### DATA FOR PROCESSING ###

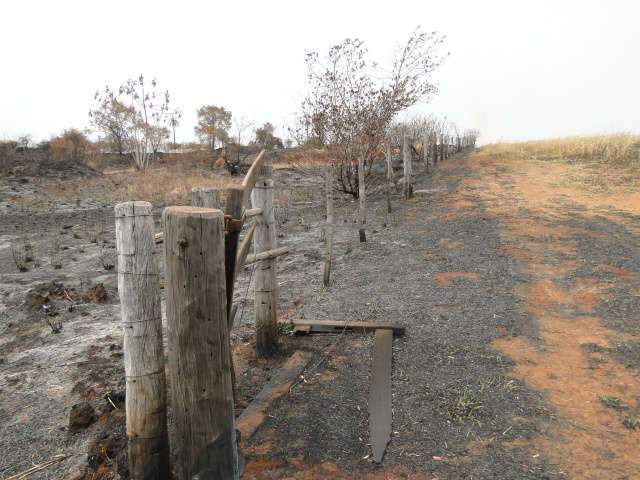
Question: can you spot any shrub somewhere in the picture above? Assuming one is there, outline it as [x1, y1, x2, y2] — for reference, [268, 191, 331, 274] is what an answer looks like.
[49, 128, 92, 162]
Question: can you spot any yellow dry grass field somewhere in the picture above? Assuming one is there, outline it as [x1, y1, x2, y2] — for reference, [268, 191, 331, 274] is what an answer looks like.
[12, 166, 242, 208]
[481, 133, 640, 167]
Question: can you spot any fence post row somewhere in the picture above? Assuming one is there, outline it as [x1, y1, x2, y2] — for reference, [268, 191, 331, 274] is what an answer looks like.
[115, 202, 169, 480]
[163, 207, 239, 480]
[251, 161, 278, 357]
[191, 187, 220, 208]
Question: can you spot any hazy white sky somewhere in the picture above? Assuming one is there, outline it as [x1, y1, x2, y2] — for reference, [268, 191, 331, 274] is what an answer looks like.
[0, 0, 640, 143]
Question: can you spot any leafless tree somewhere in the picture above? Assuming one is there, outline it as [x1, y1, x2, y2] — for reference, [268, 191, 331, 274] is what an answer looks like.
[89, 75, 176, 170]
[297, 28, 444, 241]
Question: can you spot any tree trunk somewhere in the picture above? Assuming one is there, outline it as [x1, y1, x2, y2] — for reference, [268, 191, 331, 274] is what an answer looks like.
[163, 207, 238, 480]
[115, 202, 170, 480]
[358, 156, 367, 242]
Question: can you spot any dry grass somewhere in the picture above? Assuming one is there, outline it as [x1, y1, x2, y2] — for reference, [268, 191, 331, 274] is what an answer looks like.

###

**WHAT IS EXPECTED**
Rewrite the listing above, replacing every "outline it" with "mark it" and leaving all other text unchanged. Omit the pictures from your answer.

**THE SOLUTION**
Question: can you spot any shrub somewhere in the picture above? Assuming one is there, mark it as [x1, y1, x2, y2] — for reference, [268, 191, 331, 274] is what an answer looks like.
[49, 128, 92, 162]
Question: can you spot any yellow dry grass field somewhere in the picture above? Assuming one is there, mark it as [x1, y1, x2, y2] — for reference, [268, 191, 331, 274] is what an answer looks like.
[12, 166, 242, 208]
[481, 133, 640, 167]
Question: can you spot any fence post row somewhere in the picture above? Assuming one is there, mark it as [x1, y1, x2, y2] — for reference, [268, 191, 331, 274] is what an answer looks like.
[115, 202, 169, 480]
[163, 207, 239, 480]
[251, 161, 278, 357]
[191, 187, 220, 208]
Question: can you spot any hazy white sky somewhere in the picture above? Assuming one is there, mark it as [x1, y1, x2, y2] — for reference, [268, 191, 331, 274] is what an answer looks like.
[0, 0, 640, 143]
Question: can you spot any leafless tree somewhere in the picture above? Assuming one is there, mark it as [x1, y1, x2, y2] — for reference, [268, 191, 331, 274] is what an answer looks like.
[89, 75, 176, 170]
[297, 28, 444, 241]
Question: can you spot any tree trunk somewhere in the picture above? Assuming one is there, mark it as [x1, y1, x2, y2] — for reference, [268, 191, 331, 274] is what an answer looks like.
[163, 207, 238, 480]
[115, 202, 170, 480]
[358, 156, 367, 242]
Question: can you spot any dry grass somewhere in the picture above? Assuming one is there, mark it as [x1, y1, x2, y2] — for reference, [268, 191, 331, 274] is what an answer looks like.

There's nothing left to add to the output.